Bearbeite den Abschnitt von der Zeile mit „If you could place a marker on the blue“ bis zum Ende der Zeilen: Ersetze „palm frond“ durch „palm leaf“ und gib den Abschnitt sonst unverändert wieder.

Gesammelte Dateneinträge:
• • •

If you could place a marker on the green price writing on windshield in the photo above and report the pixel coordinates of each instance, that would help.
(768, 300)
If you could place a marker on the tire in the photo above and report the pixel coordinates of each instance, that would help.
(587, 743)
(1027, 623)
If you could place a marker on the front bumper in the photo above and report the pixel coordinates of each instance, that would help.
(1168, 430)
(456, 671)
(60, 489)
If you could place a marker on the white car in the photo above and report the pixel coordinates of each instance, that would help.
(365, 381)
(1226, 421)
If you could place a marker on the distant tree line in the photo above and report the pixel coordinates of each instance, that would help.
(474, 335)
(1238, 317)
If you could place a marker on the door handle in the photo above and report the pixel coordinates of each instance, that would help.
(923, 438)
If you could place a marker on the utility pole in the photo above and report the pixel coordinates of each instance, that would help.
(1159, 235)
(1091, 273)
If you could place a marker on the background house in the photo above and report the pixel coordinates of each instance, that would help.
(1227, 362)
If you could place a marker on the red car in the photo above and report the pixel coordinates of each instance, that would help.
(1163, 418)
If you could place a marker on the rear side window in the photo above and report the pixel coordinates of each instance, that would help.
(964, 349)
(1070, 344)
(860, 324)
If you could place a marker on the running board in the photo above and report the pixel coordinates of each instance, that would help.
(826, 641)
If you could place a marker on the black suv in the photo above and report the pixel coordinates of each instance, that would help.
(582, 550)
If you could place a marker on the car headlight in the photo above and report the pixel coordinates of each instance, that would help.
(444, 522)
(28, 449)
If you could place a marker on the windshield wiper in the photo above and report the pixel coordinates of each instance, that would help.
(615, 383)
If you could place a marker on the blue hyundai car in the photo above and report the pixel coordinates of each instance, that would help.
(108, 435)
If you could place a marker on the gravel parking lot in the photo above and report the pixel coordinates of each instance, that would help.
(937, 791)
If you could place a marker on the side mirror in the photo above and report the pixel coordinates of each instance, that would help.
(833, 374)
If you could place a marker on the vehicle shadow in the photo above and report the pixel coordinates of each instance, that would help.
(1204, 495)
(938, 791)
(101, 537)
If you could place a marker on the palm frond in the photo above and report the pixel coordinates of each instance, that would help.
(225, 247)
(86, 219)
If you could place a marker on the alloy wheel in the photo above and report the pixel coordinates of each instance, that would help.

• • •

VOLLSTÄNDIGE ANTWORT
If you could place a marker on the blue hyundai car in the photo above and report the pixel coordinates of each instance, that would help.
(108, 435)
If you could place a marker on the gravel parking lot in the photo above and report the pixel coordinates of each instance, that would help.
(937, 791)
If you could place a marker on the side mirror in the photo above and report the pixel coordinates of each instance, that would help.
(833, 374)
If you could place a marker on the vehicle shadow in the photo above and report the pixel coordinates of each instance, that would help.
(1204, 495)
(938, 791)
(101, 537)
If you could place a marker on the palm leaf in the photo above and report the pixel coordinates of each instance, that would help.
(225, 247)
(86, 219)
If you could place a marker on the alloy wheel in the photo above and report the pixel coordinates of each instance, that would help.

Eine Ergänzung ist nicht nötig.